REQUIREMENT:
Reproduce only the material from the line with "Hi there! Could you please locate the power" to the line with "117,0,200,156", both included, keeping all other text as it is. Multiply every bounding-box coordinate by 2.15 and round to whole numbers, with halves rounded up.

PROVIDED RECORDS:
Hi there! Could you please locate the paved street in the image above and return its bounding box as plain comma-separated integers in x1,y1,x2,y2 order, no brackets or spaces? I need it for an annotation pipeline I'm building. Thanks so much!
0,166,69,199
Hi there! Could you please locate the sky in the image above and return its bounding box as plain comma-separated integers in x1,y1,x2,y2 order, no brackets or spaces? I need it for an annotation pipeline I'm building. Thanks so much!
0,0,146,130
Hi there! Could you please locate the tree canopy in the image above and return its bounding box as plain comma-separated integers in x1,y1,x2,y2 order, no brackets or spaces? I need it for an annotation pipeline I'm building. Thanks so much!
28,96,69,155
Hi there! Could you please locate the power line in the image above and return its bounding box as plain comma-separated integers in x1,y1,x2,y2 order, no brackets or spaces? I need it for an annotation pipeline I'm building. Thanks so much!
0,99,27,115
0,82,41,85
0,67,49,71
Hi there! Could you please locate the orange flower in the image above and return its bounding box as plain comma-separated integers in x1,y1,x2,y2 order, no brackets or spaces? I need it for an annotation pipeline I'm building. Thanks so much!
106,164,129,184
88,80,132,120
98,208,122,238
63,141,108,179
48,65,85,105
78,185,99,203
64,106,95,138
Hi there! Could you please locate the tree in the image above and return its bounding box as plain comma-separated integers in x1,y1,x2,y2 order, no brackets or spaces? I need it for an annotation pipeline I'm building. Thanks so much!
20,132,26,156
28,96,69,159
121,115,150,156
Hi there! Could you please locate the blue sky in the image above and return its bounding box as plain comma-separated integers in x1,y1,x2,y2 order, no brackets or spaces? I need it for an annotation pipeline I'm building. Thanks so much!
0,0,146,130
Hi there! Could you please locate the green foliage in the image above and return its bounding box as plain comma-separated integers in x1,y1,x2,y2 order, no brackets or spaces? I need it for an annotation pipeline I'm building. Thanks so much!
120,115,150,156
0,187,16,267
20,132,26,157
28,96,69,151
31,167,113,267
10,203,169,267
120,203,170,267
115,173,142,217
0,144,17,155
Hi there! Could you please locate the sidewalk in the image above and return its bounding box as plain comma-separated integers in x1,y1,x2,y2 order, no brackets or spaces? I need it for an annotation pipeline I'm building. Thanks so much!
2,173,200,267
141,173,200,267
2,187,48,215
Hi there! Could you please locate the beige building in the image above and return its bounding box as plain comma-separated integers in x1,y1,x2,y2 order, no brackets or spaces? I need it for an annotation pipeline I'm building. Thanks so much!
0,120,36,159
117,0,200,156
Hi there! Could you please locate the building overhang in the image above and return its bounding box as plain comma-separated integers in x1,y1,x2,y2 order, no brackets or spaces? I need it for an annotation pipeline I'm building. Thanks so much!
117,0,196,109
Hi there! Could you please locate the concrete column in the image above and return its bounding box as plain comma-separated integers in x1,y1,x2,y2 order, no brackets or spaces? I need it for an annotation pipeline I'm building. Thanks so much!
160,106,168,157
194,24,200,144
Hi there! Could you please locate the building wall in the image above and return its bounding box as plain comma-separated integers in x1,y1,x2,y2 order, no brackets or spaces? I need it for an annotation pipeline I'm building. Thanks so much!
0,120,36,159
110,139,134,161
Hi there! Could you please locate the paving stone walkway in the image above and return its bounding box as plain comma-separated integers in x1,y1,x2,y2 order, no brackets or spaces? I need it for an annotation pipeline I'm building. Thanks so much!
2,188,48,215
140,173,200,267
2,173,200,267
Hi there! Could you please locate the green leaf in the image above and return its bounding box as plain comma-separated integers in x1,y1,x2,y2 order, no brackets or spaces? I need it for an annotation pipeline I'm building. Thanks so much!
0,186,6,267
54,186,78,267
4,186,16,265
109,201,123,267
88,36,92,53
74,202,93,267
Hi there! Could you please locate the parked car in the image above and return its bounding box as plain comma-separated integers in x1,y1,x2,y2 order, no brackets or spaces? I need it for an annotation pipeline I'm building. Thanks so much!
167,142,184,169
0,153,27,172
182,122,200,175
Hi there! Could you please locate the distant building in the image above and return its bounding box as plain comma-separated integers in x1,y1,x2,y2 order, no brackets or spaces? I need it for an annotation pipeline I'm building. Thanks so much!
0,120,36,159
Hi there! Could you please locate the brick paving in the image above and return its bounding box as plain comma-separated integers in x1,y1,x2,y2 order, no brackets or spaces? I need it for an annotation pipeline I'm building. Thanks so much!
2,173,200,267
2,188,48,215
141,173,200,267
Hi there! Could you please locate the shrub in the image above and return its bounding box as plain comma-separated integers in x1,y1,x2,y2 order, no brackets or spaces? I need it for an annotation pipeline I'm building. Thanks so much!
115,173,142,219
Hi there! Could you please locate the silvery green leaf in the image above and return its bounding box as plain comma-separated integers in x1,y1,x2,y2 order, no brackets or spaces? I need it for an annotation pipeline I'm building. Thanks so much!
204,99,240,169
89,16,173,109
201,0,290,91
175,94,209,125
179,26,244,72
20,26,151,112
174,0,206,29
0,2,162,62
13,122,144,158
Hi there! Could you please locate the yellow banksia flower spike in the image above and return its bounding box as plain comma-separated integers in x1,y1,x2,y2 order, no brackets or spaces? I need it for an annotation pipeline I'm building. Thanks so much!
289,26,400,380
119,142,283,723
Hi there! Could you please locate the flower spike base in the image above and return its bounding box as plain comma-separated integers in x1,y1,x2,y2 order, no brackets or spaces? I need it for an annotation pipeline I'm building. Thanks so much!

SOLUTION FOR THIS PROBLEM:
Hi there! Could you please locate the power line in the image above and return its bounding box as plain comma-separated integers in x1,y1,x2,y2 order, no brackets or spaces? I need it for an annotation pipeline I'm building. Thanks so much!
0,213,58,247
0,176,88,183
0,144,105,153
Hi there! Could you please locate the orange flower in the image above and return its bounding box as plain comma-separated integers in x1,y1,x2,y2 order, no brackets or spaces? I need it for an annotation pipeline I'm building. Thanks so much!
228,353,277,396
189,172,284,258
211,447,262,512
135,303,232,385
103,140,183,226
168,398,213,436
138,228,204,297
Hi there! Could you please locate the tree in the image above and return its bounding box as plain comma-separated integers in x1,y1,x2,y2 order, no brackets or spaces? I need it for an annotation pipeline I'm building. Thanks so much!
43,284,56,335
60,206,148,342
260,247,323,335
Hi there! Could you please locate the blue sky in the image above and return its bounding box as plain comma-separated integers in x1,y1,x2,y2 order, no brackets or spaces? I need it for an annotation pipeline I'm building. Thanks so much!
0,0,314,280
Hi there! Could you please locate the green foliage in the image above and return its bounding box as plain comma-separated integers in x1,y1,x2,y2 order, no brackets or spaces? I need it for an annotation pipeline I'm building. Thanks so much!
258,247,323,335
0,402,34,574
43,284,56,338
60,206,148,325
67,359,243,574
22,436,363,574
258,436,366,574
247,372,305,467
0,310,37,333
Hi there! Could you please locate the sidewalk in the image above and return its bounding box as plain comma-separated integers in x1,y1,x2,y2 order, no brackets or spaces? I need it for an annotation pipeline I'm building. Thanks so much!
4,372,430,574
303,372,430,574
4,402,103,462
Hi there! Could you please locate the beige building in the image above and return its bounding box as plain comma-separated integers in x1,y1,x2,y2 order, no brackets or spaces? I need it for an annotation pipeline I'm building. Thanks so much!
0,258,77,342
252,0,430,335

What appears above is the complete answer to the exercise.